[Stored dataset items]
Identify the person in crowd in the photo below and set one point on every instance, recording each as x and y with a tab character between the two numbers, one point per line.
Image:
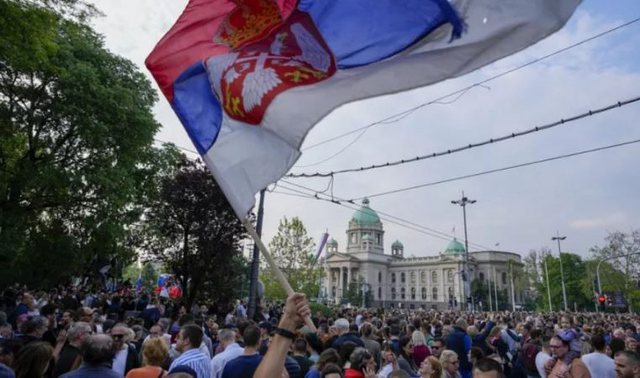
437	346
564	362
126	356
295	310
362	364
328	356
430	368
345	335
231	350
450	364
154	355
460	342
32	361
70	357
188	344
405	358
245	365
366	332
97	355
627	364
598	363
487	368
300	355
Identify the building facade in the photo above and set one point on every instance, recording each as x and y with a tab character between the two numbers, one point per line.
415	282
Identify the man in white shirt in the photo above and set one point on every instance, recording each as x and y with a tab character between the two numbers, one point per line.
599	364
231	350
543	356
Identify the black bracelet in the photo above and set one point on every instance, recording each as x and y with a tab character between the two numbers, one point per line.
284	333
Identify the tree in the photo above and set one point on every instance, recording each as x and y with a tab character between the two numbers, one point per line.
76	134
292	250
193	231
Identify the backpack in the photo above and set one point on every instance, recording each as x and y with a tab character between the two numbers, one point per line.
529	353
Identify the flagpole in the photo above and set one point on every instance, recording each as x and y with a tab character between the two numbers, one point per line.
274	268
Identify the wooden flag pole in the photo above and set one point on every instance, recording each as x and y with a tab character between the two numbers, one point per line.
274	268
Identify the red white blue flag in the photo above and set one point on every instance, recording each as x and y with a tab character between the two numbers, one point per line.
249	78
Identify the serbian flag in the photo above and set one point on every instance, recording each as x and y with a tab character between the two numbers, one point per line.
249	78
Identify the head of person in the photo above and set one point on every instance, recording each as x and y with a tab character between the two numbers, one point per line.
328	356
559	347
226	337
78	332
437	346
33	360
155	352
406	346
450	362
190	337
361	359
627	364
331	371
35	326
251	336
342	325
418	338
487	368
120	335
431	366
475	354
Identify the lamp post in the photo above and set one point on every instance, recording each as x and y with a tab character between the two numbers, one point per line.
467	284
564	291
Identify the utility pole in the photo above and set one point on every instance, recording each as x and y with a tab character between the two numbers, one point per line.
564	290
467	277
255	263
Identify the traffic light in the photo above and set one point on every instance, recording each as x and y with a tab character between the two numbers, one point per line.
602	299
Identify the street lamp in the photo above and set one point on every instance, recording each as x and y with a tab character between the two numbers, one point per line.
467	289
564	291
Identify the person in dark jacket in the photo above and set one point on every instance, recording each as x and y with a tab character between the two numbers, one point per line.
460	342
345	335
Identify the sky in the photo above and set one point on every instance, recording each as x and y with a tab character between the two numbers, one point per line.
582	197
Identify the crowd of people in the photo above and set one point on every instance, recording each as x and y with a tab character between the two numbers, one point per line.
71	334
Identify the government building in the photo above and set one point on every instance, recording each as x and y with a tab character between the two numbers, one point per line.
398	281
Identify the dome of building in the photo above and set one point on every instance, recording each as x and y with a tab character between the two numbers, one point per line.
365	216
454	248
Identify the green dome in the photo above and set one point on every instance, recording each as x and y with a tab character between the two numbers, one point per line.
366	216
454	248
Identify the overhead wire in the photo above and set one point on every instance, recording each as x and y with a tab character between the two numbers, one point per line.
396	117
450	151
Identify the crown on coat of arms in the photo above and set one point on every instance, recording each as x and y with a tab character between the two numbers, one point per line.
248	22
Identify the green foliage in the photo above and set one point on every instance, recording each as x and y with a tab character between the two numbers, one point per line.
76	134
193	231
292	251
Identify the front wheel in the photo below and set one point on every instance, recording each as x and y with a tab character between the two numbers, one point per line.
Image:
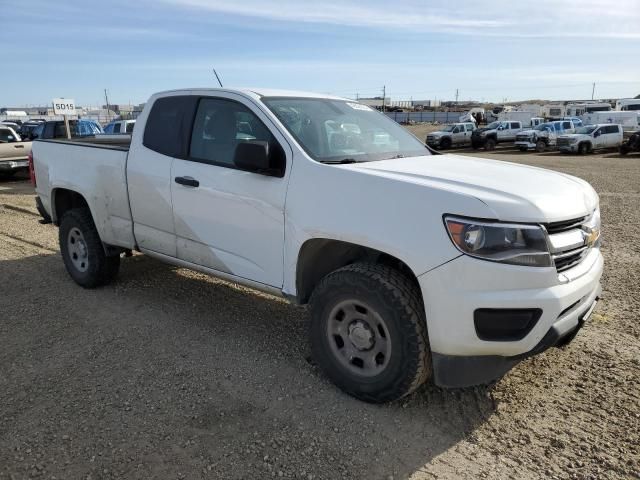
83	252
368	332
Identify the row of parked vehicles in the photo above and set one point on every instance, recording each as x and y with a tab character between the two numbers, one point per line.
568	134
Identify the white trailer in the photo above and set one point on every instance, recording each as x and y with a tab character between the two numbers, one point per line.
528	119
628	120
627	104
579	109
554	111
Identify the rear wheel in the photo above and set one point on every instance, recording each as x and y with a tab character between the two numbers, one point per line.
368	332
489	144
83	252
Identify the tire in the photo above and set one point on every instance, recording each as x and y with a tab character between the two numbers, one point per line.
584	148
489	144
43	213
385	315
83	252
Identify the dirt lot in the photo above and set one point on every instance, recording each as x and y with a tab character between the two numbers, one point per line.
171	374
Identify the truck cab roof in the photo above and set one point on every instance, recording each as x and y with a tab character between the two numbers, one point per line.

§ **WHAT IS ASKED**
Put every line of the records above into a numbered list, skipping blank lines and leaving out the pictures.

§ **FINAL RESULT**
1. Identify the person in crowd in the photo below and set one point on every instance, recording each as x and y with a tab character between the two numbers, one point per line.
2. Image:
3. 437	346
4. 564	362
5. 126	356
6. 295	310
7. 362	364
8. 328	356
9. 430	368
10. 345	335
11. 231	350
12. 450	364
13. 154	355
14. 460	342
15. 32	361
16. 70	357
17. 188	344
18. 405	358
19. 245	365
20. 366	332
21. 97	355
22. 627	364
23. 598	363
24. 487	368
25. 300	355
26. Identify the building facade in the photo above and set one point on every instance, recording each as x and y with a tab character between the two numbers, one point per line.
27. 415	282
28. Identify the man in white shirt in the photo above and set one point on every instance, recording each as x and y with a tab character between the two numbers, one point per line.
29. 599	364
30. 231	350
31. 543	356
32. Identify the black bracelet in the photo above and set one point on every instance, recording each as x and y with a tab character between the two numbers, one point per line.
33. 284	333
34. Identify the tree in the photo above and set one point on every instance, recording each as x and y with a tab character between the two numbers, one point per line.
35. 76	134
36. 292	250
37. 193	231
38. Identify the backpack in the photo above and set one point on every instance, recording each as x and y with a tab character between the two numbers, one point per line.
39. 529	353
40. Identify the flagpole in the photo above and set one point on every instance, recording each as x and y with a tab character between the two numbers, one point per line.
41. 274	268
42. Identify the wooden flag pole in the photo above and set one point on every instance, recording each as x and y with a tab character between the two numbers, one point per line.
43. 274	268
44. Identify the red white blue flag in the photo above and set one point on every instance, recording each as x and y with a tab character between the two numbers, one point per line.
45. 249	78
46. Identify the serbian flag in the photo above and set one point on every instance, recording each as x and y with a tab character between the two numbers, one point per line.
47. 249	78
48. Identify the head of person in the photo above and set one point on every instance, recording each as x and y with a tab character between the two numbers, one point per line.
49. 328	356
50. 559	347
51. 226	337
52. 78	332
53. 437	346
54. 33	360
55. 155	352
56. 406	346
57. 450	362
58. 190	337
59. 361	359
60. 627	364
61. 331	371
62. 35	326
63. 251	336
64. 342	325
65. 418	338
66. 487	368
67. 120	335
68. 431	366
69. 475	354
70. Identify the lamp post in the photo above and set one point on every instance, recording each as x and y with a tab character between the two numbers, one point per line.
71. 467	284
72. 564	291
73. Identify the utility pole in the photo above and set one point on every instance, recording each as x and y with a tab character between the two numbers, one point per line.
74. 564	290
75. 467	277
76. 255	263
77. Identify the traffic light in the photo above and set one point on every instance, recording each as x and y with a tab character between the two numbers, one point per line.
78. 602	299
79. Identify the street lamp in the photo above and set one point on every instance, recording each as x and y with a tab character between the two numbers, one point per line.
80. 467	289
81. 564	291
82. Identify the person in dark jacket in the photo above and set one point on every instance, recording each as x and y with a tab character between the two numbers, one point per line.
83. 460	342
84. 345	335
85. Identify the sky in the photo above and set one point on every instance, recording each as x and y with a tab character between the two numbers, one point per line.
86. 582	197
87. Identify the crowd of people in the photo above and set one point on every instance, recording each as x and y with a tab character between the two numbers, one point per line.
88. 71	334
89. Identify the government building in the photo above and set one point on every instance, recording each as x and y with a tab character between the two numbers, one point per line.
90. 398	281
91. Identify the dome of building in the photo above and set one point on every instance, recording each as x and y with a tab character between the two numbers, one point per line.
92. 365	216
93. 454	248
94. Identify the green dome in the photo above and set one point on every instance, recording each as x and y with a tab character between the two numbers, one point per line.
95. 366	216
96. 454	248
97. Identify the overhead wire in the photo above and set one point on every instance, recording each as x and y with a tab character between the two numbers, one point per line.
98. 396	117
99. 450	151
100. Identify the crown on coat of arms in the photo above and set one point on every instance, recording each as x and y with a tab character between the two numbers, one point per line.
101. 248	22
102. Identify the green foliage in the photo above and set one point on every instance, recording each as x and y with a tab character between the two numbers, one point per line.
103. 76	134
104. 193	231
105. 292	251
106. Identify the front wheel in the photo below and set one point on every instance, recording each as x and y with a tab character between the two numbers, one point per line.
107. Image:
108. 83	252
109. 368	332
110. Identify the row of parked vehicles in the photo above and set one point on every instance, recording each as x and y with a tab character between the two numbers, one point per line.
111. 568	134
112. Identify the white trailer in the photo above and set one point on every instance, recording each as x and y with a tab character between the two numbers, one point per line.
113. 528	119
114. 628	120
115. 627	104
116. 579	109
117. 554	111
118. Identify the rear wheel in the photo above and set one point on every instance, recording each as x and y with a tab character between the two numbers, one point per line.
119. 368	332
120. 489	144
121. 83	252
122. Identify the tire in the photo above and set one point on every instance, recording each as x and y with a tab character between the two numbers, one point per line.
123. 584	148
124. 489	144
125. 43	213
126. 385	315
127. 83	252
128. Identify the dirt lot in the photo above and set one point on every instance, recording each as x and y with a tab character between the two numbers, one point per line.
129. 171	374
130. Identify the truck cab roof in the photo above and set one point on every instance, recording each as x and y with a tab character between the two numbers, one point per line.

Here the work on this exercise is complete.